··· Given data ···

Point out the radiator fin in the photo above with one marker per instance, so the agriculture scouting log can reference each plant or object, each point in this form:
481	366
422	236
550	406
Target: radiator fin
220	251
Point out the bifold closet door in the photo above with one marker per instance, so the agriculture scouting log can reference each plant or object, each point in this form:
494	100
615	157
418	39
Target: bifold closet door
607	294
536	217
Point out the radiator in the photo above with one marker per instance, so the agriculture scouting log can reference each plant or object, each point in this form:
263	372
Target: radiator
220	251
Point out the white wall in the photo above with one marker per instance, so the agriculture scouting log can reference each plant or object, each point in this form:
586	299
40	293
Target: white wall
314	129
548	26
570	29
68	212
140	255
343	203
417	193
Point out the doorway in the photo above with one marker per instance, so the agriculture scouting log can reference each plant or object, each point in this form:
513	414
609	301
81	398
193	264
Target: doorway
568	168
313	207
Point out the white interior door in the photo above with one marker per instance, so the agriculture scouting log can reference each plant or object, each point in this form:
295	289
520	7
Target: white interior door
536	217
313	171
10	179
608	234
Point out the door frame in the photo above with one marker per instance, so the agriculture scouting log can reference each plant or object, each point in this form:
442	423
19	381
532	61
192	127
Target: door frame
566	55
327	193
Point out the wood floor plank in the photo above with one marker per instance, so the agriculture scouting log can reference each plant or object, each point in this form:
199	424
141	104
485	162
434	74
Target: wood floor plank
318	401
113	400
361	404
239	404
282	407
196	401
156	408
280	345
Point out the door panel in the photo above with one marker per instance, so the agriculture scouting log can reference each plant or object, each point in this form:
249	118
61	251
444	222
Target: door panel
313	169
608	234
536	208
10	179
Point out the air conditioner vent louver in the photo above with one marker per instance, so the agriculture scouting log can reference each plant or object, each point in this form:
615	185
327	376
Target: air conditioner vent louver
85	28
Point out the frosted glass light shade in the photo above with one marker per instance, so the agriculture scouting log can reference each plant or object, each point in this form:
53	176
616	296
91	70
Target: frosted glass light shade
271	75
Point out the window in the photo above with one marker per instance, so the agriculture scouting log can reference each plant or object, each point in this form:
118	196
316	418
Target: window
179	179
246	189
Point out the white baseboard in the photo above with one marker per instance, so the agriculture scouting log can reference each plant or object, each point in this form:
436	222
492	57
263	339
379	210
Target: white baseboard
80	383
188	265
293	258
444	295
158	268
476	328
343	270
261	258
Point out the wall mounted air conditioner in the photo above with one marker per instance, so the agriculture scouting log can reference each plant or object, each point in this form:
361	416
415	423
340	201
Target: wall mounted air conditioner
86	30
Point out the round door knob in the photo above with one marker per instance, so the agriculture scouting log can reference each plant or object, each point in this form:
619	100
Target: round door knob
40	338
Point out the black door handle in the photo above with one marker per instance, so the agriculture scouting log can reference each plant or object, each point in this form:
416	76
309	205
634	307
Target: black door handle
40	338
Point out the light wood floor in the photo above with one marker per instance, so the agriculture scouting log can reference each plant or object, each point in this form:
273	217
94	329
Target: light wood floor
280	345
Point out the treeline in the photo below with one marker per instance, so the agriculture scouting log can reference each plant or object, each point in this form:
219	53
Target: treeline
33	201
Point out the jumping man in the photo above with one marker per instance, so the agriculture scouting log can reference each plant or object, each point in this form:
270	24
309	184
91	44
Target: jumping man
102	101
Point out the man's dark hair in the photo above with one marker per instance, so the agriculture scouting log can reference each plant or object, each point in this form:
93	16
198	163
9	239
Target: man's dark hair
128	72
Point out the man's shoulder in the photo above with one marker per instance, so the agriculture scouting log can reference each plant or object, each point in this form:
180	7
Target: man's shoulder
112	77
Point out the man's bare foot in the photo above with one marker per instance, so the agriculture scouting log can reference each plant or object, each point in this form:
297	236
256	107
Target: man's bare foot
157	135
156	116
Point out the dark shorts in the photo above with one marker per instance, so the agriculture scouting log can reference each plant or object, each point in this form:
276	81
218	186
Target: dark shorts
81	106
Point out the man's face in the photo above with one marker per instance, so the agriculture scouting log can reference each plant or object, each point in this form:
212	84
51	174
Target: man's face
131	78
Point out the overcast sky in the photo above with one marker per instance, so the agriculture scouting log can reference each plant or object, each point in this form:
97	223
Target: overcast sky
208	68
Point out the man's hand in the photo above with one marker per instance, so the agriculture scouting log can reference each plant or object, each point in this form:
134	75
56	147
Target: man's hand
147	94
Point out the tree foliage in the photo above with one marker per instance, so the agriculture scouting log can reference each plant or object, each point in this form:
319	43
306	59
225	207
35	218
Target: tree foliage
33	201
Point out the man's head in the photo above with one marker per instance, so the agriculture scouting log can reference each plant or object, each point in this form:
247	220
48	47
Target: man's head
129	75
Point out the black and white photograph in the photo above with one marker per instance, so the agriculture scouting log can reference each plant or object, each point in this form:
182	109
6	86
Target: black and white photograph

···
··· Given data ···

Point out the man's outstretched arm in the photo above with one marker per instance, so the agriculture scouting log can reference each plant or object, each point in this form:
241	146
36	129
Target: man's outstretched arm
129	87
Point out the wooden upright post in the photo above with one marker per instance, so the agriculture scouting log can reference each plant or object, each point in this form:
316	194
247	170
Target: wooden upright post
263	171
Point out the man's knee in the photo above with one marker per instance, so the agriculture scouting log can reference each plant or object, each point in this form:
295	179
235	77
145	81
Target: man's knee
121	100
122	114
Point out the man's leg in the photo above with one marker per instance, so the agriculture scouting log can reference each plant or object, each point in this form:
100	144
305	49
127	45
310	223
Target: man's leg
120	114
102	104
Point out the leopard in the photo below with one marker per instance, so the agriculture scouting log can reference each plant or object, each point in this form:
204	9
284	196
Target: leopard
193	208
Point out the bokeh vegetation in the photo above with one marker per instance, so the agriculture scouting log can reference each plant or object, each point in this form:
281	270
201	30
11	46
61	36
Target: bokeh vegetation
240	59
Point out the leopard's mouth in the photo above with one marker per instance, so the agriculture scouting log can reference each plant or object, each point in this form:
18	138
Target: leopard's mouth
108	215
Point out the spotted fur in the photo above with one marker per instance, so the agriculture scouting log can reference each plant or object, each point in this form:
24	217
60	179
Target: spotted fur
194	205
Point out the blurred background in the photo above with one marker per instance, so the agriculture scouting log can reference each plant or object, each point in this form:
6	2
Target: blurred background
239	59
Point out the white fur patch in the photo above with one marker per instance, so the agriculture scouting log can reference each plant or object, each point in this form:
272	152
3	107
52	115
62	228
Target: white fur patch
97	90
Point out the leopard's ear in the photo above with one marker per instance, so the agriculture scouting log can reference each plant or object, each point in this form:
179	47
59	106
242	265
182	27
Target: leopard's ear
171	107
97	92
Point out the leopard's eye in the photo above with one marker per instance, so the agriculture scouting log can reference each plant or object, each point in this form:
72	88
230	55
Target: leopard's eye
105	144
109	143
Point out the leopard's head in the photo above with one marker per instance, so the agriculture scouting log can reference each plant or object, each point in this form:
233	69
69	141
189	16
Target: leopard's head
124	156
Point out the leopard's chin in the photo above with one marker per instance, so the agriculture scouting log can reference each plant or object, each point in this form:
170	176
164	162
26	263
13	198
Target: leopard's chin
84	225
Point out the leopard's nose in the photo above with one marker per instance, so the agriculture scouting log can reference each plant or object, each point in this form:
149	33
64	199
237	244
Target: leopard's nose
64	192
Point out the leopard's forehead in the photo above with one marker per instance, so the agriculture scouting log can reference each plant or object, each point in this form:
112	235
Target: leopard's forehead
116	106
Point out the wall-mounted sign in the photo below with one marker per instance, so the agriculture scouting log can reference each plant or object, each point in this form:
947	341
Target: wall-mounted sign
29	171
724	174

···

### [Written request]
Please copy the material from the line with "Point out the overcast" up to and including the line with "Target: black and white photograph", keeping every line identical.

### [Task output]
Point out the overcast sky in the photo above with one marker per instance, so the agriculture scouting log can reference each plant or object, each point in this form:
97	223
Target: overcast sky
208	68
Point out the man's hand in the photo above with one marker per instance, so the agriculture scouting log can reference each plant or object, each point in this form:
134	75
56	147
Target: man's hand
147	94
Point out the tree foliage in the photo above with one marker per instance, so the agriculture scouting log can reference each plant or object, each point in this form:
319	43
306	59
225	207
35	218
Target: tree foliage
33	201
Point out the man's head in the photo above with one marker per instance, so the agriculture scouting log can reference each plant or object, each point in this form:
247	220
48	47
Target: man's head
129	75
Point out the black and white photograph in the photo above with one marker per instance, so the agriculture scouting log can reference each plant or object, each point in this form:
182	109
6	86
Target: black and white photograph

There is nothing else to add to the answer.